**PROBLEM STATEMENT:**
Please list every festival or event named in the passage about summer in Japan below.

**SOURCE DOCUMENT:**

*-*-*

Further away from Tokyo, on the Izu Peninsula, Ohama Beach in Shimoda
was surrounded by lush hills and rural neighborhoods. The long, clean
beach was steps away from our friends' beach house, where we BBQ 'd and
stayed the night.
August
in Japan brings Obon and Hanabi. Obon, the festival of
the dead, is a holiday time when Tokyoites return to their hometowns to
visit their families and graves of their ancestors. Tokyo becomes quieter
for a few weeks, business slows down a bit, and Brad and I used the free
time to take Japanese lessons at a school. We also enjoyed three of the
many annual Hanabi, or fireworks shows. Picnicking and
drinking under the night sky as it explodes into color is something I
will always think of when August comes around. However, our highlight
this year was the Fuji Rock Festival. With five friends
in a camper van, we drove to Niseko Ski Resort for three days of music
in the mountains. Heaven!

*-*-*

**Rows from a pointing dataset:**
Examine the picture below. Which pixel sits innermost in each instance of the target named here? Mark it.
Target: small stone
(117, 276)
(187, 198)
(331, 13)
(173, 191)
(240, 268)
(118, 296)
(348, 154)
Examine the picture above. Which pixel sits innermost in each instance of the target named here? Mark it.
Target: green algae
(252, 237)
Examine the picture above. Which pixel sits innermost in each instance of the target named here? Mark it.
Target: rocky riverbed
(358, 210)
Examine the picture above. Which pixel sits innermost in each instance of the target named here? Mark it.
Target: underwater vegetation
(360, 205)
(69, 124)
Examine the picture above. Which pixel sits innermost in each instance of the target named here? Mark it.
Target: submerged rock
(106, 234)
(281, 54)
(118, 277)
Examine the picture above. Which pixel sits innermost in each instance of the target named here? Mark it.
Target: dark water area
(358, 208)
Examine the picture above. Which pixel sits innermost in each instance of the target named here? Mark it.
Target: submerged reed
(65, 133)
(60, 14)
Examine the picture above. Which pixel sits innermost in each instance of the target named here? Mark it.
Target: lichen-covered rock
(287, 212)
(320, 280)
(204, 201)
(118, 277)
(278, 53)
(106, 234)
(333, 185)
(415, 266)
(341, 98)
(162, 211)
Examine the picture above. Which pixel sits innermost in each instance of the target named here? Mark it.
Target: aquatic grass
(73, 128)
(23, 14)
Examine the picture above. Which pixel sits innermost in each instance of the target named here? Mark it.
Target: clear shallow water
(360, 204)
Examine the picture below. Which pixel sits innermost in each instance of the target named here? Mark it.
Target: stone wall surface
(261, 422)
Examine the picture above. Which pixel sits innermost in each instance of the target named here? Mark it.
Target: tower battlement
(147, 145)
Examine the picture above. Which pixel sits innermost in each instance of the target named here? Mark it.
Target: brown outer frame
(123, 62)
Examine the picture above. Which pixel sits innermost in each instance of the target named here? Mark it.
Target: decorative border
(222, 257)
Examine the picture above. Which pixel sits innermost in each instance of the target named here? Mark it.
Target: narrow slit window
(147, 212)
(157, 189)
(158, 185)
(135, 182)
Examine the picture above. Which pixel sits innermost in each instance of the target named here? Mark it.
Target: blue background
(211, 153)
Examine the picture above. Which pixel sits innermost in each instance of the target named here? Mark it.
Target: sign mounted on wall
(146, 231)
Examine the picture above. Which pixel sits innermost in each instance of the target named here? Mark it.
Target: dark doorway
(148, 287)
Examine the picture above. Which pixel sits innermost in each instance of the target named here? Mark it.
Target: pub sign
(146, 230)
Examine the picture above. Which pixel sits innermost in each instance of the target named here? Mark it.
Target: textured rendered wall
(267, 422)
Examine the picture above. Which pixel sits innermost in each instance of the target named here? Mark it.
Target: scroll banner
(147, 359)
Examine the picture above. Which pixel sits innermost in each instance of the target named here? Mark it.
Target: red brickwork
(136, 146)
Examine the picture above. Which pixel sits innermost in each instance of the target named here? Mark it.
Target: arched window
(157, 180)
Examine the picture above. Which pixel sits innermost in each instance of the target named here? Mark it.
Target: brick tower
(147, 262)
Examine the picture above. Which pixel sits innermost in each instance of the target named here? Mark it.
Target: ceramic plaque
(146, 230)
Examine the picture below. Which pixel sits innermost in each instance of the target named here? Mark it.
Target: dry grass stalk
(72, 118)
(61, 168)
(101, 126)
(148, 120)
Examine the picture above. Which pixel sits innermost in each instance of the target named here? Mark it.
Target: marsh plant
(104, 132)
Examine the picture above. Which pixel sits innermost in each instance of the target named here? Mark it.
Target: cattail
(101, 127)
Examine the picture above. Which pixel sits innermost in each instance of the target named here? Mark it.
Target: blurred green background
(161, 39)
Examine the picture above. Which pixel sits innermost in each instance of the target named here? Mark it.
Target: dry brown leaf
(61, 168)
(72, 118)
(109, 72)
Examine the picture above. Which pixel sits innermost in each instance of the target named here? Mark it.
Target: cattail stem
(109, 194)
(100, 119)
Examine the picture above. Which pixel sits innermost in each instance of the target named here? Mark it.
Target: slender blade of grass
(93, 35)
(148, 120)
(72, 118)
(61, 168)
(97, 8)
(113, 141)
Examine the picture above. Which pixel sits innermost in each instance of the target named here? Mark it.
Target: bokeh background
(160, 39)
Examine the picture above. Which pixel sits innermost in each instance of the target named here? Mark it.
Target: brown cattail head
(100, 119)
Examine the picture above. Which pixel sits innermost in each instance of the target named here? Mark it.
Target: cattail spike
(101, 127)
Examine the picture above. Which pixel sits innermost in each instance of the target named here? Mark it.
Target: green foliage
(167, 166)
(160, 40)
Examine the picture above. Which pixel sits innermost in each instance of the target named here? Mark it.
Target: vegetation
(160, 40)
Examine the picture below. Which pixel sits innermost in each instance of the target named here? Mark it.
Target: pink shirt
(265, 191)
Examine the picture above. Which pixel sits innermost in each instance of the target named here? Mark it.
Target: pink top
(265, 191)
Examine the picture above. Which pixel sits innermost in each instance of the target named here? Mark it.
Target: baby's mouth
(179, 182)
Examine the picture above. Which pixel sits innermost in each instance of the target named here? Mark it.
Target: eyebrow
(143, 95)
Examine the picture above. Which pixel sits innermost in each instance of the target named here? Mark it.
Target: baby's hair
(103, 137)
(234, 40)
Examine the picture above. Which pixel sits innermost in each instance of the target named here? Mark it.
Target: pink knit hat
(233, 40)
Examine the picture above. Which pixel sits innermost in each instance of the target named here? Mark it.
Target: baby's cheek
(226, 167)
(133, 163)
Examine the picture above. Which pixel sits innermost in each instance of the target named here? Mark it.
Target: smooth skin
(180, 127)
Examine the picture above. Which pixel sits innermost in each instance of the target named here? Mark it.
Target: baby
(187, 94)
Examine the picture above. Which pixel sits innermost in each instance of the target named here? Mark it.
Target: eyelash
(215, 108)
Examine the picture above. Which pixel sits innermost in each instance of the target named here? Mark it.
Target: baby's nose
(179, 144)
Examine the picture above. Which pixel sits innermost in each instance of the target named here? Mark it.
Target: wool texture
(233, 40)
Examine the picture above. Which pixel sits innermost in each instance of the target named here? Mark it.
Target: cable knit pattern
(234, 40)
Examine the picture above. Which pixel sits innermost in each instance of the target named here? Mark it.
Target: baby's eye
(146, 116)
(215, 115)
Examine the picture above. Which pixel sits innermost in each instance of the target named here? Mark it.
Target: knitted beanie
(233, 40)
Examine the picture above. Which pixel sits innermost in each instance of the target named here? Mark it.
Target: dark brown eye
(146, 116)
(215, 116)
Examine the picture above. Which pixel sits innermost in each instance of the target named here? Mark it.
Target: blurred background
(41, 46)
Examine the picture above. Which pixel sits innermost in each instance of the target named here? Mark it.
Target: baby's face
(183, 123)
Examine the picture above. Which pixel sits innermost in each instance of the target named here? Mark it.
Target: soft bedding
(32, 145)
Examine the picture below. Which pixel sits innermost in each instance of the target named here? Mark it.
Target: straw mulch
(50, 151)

*-*-*

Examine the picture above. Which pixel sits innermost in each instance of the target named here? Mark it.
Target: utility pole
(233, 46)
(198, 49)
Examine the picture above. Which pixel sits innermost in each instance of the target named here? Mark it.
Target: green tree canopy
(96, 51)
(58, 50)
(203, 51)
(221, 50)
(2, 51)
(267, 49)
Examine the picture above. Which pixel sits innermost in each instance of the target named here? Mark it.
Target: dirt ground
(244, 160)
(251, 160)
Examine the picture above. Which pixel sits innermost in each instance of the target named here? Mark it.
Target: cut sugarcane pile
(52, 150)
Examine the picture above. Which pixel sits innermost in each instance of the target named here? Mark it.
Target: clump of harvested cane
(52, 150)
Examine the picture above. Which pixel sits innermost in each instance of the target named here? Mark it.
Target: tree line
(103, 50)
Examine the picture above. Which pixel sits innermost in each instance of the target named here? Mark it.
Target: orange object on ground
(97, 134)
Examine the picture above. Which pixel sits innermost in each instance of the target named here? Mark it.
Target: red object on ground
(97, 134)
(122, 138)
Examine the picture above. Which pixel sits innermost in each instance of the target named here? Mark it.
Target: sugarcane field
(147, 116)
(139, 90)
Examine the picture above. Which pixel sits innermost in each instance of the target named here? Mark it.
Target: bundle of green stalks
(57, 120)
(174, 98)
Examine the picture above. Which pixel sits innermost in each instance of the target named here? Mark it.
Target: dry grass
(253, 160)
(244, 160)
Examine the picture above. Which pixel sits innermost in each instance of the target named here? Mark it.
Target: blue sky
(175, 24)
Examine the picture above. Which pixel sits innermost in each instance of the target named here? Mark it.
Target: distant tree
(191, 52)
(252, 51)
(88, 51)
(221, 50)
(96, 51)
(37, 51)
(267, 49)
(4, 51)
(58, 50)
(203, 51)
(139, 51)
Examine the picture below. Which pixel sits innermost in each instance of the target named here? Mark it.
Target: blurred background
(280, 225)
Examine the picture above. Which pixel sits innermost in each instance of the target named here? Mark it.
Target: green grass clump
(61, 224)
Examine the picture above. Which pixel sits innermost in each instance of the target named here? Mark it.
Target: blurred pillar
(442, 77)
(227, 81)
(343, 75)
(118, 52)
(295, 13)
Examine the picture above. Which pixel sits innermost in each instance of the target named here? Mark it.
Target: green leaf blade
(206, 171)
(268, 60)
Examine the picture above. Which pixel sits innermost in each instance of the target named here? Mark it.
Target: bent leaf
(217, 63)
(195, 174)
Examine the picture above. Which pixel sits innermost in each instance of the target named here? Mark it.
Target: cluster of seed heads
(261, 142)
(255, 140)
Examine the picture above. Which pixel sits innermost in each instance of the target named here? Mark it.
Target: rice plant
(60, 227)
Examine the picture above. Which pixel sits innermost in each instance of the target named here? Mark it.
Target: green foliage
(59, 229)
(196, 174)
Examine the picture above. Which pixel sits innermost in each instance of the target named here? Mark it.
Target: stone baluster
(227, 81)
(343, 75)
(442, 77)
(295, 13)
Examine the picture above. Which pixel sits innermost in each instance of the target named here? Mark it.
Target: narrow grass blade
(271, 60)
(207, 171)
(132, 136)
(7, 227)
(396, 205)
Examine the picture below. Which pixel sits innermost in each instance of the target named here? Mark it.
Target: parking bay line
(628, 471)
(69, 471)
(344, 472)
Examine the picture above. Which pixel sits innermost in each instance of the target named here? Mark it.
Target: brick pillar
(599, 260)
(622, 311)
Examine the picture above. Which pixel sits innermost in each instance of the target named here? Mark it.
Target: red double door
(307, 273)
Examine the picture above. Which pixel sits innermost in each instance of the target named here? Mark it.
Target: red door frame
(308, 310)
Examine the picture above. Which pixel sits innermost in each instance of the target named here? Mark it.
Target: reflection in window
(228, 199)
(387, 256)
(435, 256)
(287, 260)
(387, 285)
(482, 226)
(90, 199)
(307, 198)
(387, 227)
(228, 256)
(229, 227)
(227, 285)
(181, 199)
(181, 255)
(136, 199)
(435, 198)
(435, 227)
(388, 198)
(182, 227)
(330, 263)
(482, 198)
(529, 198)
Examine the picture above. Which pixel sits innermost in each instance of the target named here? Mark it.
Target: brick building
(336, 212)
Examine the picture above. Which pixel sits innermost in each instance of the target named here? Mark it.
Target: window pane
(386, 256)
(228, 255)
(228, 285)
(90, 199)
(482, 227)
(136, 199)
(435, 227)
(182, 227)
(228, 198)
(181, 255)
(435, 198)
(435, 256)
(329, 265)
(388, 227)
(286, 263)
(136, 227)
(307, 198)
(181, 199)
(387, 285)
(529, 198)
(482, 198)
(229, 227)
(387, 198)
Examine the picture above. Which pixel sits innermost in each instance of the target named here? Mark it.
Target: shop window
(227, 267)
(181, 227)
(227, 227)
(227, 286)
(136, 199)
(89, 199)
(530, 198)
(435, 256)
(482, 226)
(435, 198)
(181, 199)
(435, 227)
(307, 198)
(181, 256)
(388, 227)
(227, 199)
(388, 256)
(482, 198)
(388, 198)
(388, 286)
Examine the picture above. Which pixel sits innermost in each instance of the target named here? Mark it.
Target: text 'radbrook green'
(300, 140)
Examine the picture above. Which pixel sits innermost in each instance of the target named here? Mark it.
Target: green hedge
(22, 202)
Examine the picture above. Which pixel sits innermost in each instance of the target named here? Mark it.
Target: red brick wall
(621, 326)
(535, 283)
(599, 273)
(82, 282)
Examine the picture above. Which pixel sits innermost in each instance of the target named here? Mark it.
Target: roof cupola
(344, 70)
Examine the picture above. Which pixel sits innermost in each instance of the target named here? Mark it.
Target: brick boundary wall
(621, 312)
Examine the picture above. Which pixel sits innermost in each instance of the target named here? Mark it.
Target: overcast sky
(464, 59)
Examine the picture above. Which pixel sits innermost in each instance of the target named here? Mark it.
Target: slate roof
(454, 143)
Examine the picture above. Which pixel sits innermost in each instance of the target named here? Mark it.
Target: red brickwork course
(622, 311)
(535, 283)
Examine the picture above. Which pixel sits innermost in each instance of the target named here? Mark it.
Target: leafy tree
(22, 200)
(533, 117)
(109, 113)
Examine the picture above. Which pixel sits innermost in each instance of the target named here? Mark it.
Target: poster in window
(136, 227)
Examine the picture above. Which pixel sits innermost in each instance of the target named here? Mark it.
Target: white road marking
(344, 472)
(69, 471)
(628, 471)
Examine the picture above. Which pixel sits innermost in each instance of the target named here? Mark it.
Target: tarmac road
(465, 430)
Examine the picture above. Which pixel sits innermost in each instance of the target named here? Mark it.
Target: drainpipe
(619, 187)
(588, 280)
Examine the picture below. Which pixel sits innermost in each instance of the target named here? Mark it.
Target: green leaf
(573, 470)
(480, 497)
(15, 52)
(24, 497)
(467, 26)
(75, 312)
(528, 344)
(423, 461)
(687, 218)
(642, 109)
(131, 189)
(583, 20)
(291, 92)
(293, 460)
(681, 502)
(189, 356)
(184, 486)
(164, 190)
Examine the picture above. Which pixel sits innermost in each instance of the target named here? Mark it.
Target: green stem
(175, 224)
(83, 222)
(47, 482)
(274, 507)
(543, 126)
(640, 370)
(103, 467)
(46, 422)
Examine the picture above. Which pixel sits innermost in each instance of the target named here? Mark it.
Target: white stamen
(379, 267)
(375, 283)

*-*-*

**FULL OUTPUT:**
Obon, Hanabi, Fuji Rock Festival